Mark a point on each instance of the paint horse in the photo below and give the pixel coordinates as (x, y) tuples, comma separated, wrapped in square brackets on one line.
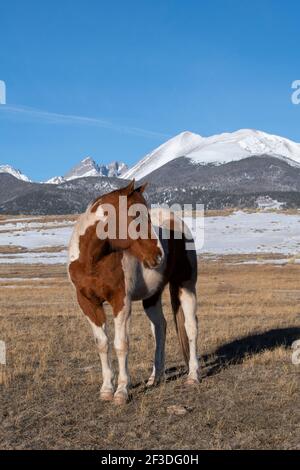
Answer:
[(120, 270)]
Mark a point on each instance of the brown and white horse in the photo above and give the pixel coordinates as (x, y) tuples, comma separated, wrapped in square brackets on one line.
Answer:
[(122, 270)]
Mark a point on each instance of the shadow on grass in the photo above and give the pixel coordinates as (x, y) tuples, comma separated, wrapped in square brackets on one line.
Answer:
[(236, 351)]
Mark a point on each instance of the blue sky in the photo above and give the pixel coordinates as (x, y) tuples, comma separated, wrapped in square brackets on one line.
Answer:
[(127, 75)]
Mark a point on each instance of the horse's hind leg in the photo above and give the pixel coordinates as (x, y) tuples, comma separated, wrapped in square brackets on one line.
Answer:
[(96, 317), (121, 343), (188, 301), (153, 309), (184, 306)]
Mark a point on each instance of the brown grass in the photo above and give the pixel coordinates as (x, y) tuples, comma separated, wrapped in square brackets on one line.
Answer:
[(248, 396)]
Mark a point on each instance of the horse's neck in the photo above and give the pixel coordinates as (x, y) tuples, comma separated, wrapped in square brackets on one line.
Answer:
[(93, 249)]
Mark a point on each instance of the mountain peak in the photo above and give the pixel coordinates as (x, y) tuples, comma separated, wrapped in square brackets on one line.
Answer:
[(217, 149)]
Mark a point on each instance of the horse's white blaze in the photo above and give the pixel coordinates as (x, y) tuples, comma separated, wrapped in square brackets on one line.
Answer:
[(85, 221), (189, 306), (102, 345)]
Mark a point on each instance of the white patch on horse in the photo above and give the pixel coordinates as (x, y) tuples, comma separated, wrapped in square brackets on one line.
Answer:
[(141, 282), (85, 221)]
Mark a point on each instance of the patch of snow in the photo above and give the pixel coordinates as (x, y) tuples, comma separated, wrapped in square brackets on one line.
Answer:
______
■ REQUEST ■
Rewrite every one of the records above as a numbered list, skipping any blank lines. Leave the picture out of your list.

■ RESPONSE ■
1. Mark a point on each instance of the paint horse in the photo below and give the pixel coordinates as (x, y) tuples, comma separated, wrapped in square brackets on one line.
2. Answer:
3. [(120, 270)]
4. Mark a point on each instance of the brown and white horse in the photo above and give the pixel coordinates as (x, y) tuples, comma separated, wrapped in square brackets on one line.
5. Answer:
6. [(122, 270)]
7. Mark a point on each instance of the shadow on grass in the photo above and give the pixel coordinates as (x, y) tuples, comma separated, wrapped in square brackets on one line.
8. Answer:
9. [(236, 351)]
10. Mark a point on each instance of the blue sky in the photo above and give the pixel coordinates as (x, y) tuples, comma separated, wrapped in square brackets on one line.
11. Answer:
12. [(127, 75)]
13. Mark a point on each instance of the horse's hind leg in the photo above and give the pixel coordinates as (x, y) tuples, comma separated, wrapped in square brackets on one line.
14. Answer:
15. [(96, 317), (121, 343), (188, 301), (153, 309), (184, 306)]
16. Mark a point on each instance of the brown grass in the photo above and give the pixel coordinates as (x, y) tuples, comma separated, wrapped in square brackets on one line.
17. Answer:
18. [(248, 396)]
19. Mark a point on each instance of the horse's neck in the photo above and give the pixel coordinates as (x, y) tuples, comma separated, wrapped in square brackets on one line.
20. Answer:
21. [(93, 249)]
22. Mark a point on each instance of the mountain peak in the photo above and give the pixel coordinates as (x, y) tuples, comma separated, wrapped in square brackets on one line.
23. Answer:
24. [(217, 149)]
25. Mark a point on each instance of the horse's white blaze in the photo above and give the pixel coordinates as (x, y) tuples, comma separated, wrapped in square brackets on one line.
26. Answer:
27. [(85, 221), (189, 306), (102, 345)]
28. Mark a point on each instance of the white patch on horse in the photo above and give the pixel coordinates as (x, y) tuples, comma separated, wrapped in square brackets on one line.
29. Answer:
30. [(141, 282), (85, 221)]
31. Mark a point on each instance of the patch of snow in the photo above and give the pixel coordinates as (x, y) tuples, comma separated, wrapped in square brackets on one line.
32. Answer:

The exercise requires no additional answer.